━━ PAGE TEXT
3.3 Subsequent Changes in Benefit Amounts. If the amount of a
Participant's Retirement Benefit or a Pre-Retirement Death Benefit changes
following the initial benefit determination pursuant to this Article III, the
amount of the Participant’s or Beneficiary's Supplemental Benefit shall be
redetermined and payable in such redetermined amount from and after the date the
original Retirement Benefit or Pre-Retirement Death Benefit is payable.
ARTICLE IV
PAYMENT of Benefits
4.1 Commencement of Benefits. A Participant's Supplemental Benefit
under Section 3.1 shall commence as of the date on which the Participant's
Retirement Benefit under the Qualified Plan commences. A Beneficiary's
Supplemental Benefit under Section 3.2 shall commence as of the date on which
the Pre-Retirement Death Benefit commences.
4.2 Form of Payment. Notwithstanding anything in this Section 4.2 to
the contrary, if the lump sum Actuarial Equivalent of the Participant's
Supplemental Benefit is $25,000 or less on the Participant's Retirement Date,
such amount shall be paid to the Participant in full settlement of his or her
benefits under this Plan.
Effective December 1, 2002, a Participant who is at least age 55 at the
time of his or her termination of employment with the Company and has completed
at least 10 years of Vesting Service or has reached his or her Normal Retirement
Date at such termination of employment (as those terms are defined in the
Qualified Plan) may elect to receive his or her Supplemental Benefit in any form
of payment permitted under the Qualified Plan (other than the level income
option) or in the form of a lump sum or monthly installment payments over a
fixed number of years not exceeding 20, where such payment form is the Actuarial
Equivalent of the Participant's Supplemental Benefit. In order to make such an
election, the Participant must file a form provided by the Company at least 13
months prior to his or her anticipated Retirement (such election to be void if
the Participant's actual Retirement occurs within the following 13 months).
Notwithstanding the foregoing, any such election made prior to June 1, 2002,
shall be effective as of any Retirement date at least six months after such
election (such election to be void if the Participant's actual Retirement occurs
within the following six months). If a Participant does not make an election or
his or her election is deemed void and there is no valid prior election, his or
her Supplemental Benefit will be paid in accordance with the Participant's
applicable ECRIP payment election or, if there is no such ECRIP election, in the
form of payment selected by the CEO.
A Participant who had not attained age 55 and completed at least 10 years
of Vesting Service requirements set forth in the preceding paragraph shall
receive a lump sum payment in full satisfaction of such Participant's rights and
benefits under the plan. If the Participant dies before payments commence,
payments to his or her Beneficiary shall be in the form in which payments would
have been made pursuant to this Section 4.2 had the Participant survived to the
commencement date of his or her Supplemental Benefit. Notwithstanding the
foregoing, if the CEO in his sole discretion determines that, in order to
protect the Company's interests pursuant to Section 4.4, Supplemental Benefits
should be paid over a longer period than that elected by a Participant, he may
establish a form of payment, which shall supersede any prior elections by the
Participant.
━━━━
* [WHAT YOU NEED TO DO]
1 > Translate this sentence from the plan text into Spanish: "A Participant's Supplemental Benefit under Section 3.1 shall commence as of the date on which the Participant's Retirement Benefit under the Qualified Plan commences."
2 > Does the plan text support each statement below? For each, answer yes or no and quote the words that decide it.
(a) To elect a payment form, a Participant must file a form at least 13 months before anticipated Retirement.
(b) Monthly installment payments may run over as many as 25 years.
(c) A lump sum Actuarial Equivalent of $25,000 or less on the Retirement Date is paid in full settlement of the Participant's benefits.
3 > Write out the plan text between "A Participant who had" and "Participant.", inclusive, renaming "CEO" to "Chief Executive Officer".
━━ DATA SECTION
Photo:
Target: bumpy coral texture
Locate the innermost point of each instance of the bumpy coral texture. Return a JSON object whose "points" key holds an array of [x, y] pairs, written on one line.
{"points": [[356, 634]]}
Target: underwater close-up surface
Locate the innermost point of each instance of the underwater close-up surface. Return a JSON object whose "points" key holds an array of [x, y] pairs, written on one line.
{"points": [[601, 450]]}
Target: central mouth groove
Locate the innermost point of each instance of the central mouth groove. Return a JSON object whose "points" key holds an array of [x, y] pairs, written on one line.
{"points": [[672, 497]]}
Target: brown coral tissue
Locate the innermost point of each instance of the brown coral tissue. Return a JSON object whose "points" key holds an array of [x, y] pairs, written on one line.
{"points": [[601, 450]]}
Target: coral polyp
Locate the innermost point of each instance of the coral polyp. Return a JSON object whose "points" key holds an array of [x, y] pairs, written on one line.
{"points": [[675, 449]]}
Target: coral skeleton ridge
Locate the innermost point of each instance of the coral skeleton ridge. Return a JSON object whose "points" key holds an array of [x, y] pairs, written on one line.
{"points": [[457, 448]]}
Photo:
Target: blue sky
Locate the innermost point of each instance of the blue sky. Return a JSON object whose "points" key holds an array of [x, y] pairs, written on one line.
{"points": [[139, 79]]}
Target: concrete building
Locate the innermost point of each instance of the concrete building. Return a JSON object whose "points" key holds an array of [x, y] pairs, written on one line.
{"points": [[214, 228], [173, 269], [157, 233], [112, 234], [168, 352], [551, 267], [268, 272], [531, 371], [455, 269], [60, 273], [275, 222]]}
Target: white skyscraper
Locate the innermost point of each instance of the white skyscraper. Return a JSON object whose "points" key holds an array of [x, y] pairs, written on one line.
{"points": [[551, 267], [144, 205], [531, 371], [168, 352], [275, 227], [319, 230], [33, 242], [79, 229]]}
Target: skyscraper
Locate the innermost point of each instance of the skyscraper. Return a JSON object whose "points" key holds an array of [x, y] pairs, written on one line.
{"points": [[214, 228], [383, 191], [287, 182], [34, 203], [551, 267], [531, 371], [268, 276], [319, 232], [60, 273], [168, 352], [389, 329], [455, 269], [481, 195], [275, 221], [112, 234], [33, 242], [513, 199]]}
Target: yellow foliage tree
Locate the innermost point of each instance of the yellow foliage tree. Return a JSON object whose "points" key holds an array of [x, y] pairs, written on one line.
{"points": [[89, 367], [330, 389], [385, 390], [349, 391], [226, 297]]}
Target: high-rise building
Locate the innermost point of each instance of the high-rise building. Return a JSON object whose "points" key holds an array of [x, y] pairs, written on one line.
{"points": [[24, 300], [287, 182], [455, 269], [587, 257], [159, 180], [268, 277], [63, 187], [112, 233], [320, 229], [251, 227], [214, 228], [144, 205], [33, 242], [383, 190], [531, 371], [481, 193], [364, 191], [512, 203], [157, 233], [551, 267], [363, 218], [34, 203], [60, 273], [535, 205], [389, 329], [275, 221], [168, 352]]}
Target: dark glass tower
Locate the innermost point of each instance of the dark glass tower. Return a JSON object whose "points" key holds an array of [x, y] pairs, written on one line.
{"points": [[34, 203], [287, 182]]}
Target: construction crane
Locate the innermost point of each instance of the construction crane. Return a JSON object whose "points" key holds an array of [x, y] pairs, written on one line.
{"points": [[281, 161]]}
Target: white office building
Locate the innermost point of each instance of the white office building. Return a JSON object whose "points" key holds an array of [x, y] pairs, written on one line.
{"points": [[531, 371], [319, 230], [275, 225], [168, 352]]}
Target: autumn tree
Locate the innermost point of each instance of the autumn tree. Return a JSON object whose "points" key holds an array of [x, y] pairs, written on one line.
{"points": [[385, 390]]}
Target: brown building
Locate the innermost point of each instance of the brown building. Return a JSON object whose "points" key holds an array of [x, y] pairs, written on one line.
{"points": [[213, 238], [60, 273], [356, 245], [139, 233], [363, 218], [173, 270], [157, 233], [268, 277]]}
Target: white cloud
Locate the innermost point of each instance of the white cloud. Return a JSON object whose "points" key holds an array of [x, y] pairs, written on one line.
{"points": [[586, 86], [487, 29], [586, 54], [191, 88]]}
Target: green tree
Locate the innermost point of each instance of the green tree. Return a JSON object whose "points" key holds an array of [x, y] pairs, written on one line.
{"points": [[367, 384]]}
━━━━
* [WRITTEN RESPONSES]
1 > El Beneficio Suplementario de un Participante conforme a la Sección 3.1 comenzará a partir de la fecha en que comience el Beneficio de Jubilación del Participante conforme al Plan Calificado.

2 >
(a) Yes: "the Participant must file a form provided by the Company at least 13 months prior to his or her anticipated Retirement"
(b) No: "a fixed number of years not exceeding 20"
(c) Yes: "is $25,000 or less on the Participant's Retirement Date, such amount shall be paid to the Participant in full settlement of his or her benefits under this Plan"

3 >
A Participant who had not attained age 55 and completed at least 10 years
of Vesting Service requirements set forth in the preceding paragraph shall
receive a lump sum payment in full satisfaction of such Participant's rights and
benefits under the plan. If the Participant dies before payments commence,
payments to his or her Beneficiary shall be in the form in which payments would
have been made pursuant to this Section 4.2 had the Participant survived to the
commencement date of his or her Supplemental Benefit. Notwithstanding the
foregoing, if the Chief Executive Officer in his sole discretion determines that, in order to
protect the Company's interests pursuant to Section 4.4, Supplemental Benefits
should be paid over a longer period than that elected by a Participant, he may
establish a form of payment, which shall supersede any prior elections by the
Participant.